Output all the entries below. Each must match exactly.

[Data entries]
=== Begin Enclosure ===

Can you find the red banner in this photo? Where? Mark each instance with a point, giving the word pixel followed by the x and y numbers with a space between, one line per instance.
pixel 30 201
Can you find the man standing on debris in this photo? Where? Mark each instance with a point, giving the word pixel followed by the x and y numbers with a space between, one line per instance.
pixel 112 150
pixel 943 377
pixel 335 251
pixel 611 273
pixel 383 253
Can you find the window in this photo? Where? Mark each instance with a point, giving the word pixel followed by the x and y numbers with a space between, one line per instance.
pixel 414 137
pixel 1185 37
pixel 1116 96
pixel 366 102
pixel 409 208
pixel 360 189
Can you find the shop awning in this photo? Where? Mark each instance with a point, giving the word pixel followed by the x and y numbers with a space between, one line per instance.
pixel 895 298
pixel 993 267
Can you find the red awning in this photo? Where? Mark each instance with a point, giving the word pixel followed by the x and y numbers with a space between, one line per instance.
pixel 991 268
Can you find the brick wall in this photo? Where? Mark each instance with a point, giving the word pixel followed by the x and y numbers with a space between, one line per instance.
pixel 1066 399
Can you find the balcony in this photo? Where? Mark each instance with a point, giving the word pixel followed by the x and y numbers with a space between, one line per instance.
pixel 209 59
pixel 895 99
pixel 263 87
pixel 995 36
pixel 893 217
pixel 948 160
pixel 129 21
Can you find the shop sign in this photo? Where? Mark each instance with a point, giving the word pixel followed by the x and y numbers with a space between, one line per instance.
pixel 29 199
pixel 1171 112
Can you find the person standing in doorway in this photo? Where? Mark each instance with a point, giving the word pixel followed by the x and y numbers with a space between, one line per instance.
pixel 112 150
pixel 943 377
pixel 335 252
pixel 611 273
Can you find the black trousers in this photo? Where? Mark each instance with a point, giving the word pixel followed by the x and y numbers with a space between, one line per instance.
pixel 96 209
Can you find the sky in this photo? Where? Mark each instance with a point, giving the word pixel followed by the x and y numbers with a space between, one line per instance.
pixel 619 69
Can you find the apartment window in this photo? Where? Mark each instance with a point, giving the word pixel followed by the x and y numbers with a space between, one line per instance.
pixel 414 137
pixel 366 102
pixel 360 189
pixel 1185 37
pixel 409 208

=== End Enclosure ===

* [Finished task]
Can you find the red banner in this photo? Where? Mark each instance with a point, giving the word pixel followed by the x and y numbers with a space between, one line per instance.
pixel 30 201
Can you find the man standing on debris in this photo? Where? Mark each instance with a point, giving the word pixel followed by the x and y numbers with a space between, one line per instance.
pixel 112 150
pixel 943 377
pixel 335 251
pixel 611 273
pixel 383 253
Can you find the window in this photo? Where? Mark each instance with a point, giving the word pixel followed by the x and y numbers with a space between, one line per instance.
pixel 414 137
pixel 1185 37
pixel 1116 96
pixel 366 102
pixel 409 208
pixel 360 189
Can you find the shop awning in this photo? Where? Mark each instance with a point, giving the word pixel followed by the x and y numbers with a space between, one line per instance.
pixel 895 298
pixel 993 267
Can you find the red awning in this photo? Where? Mark each instance with a point, giving the word pixel followed by the x and y numbers with a space between, one line per instance.
pixel 991 268
Can you find the brick wall in this photo? Where? Mark each instance with a point, giving the word pixel followed by the x and y numbers with a space between, one line per instance.
pixel 1066 399
Can you find the balcony in this photo? Where? Mark each instance with a point, giving the word pixel followed by the x and y numbers with a space between, one line per instance.
pixel 209 59
pixel 895 99
pixel 263 87
pixel 995 36
pixel 893 217
pixel 948 160
pixel 129 21
Can you find the shop sign in this photo? Where? Mark each instance with a point, giving the word pixel followed by the x and y numbers with a space between, one line per instance.
pixel 29 199
pixel 1171 112
Can you find the person standing in doorway in this photo? Where? Mark each instance with a point, giving the word pixel followed by the x and y numbers with a space between, one line per instance.
pixel 112 150
pixel 943 377
pixel 335 252
pixel 611 273
Can you find the black trousers in this photo? Where? Mark each instance with a point, giving the word pixel followed by the x and y numbers with a space between, one line per instance.
pixel 96 209
Can you find the sky in this photo? Where? Mark each instance with a point, giving the word pixel followed by the x and y numbers with a space between, one line per instance.
pixel 619 69
Can you find the apartment window in this photo? Where? Mark each instance with a point, giving the word pixel followed by the x and y numbers with a space between, one line per instance.
pixel 414 137
pixel 366 102
pixel 360 189
pixel 1185 37
pixel 409 208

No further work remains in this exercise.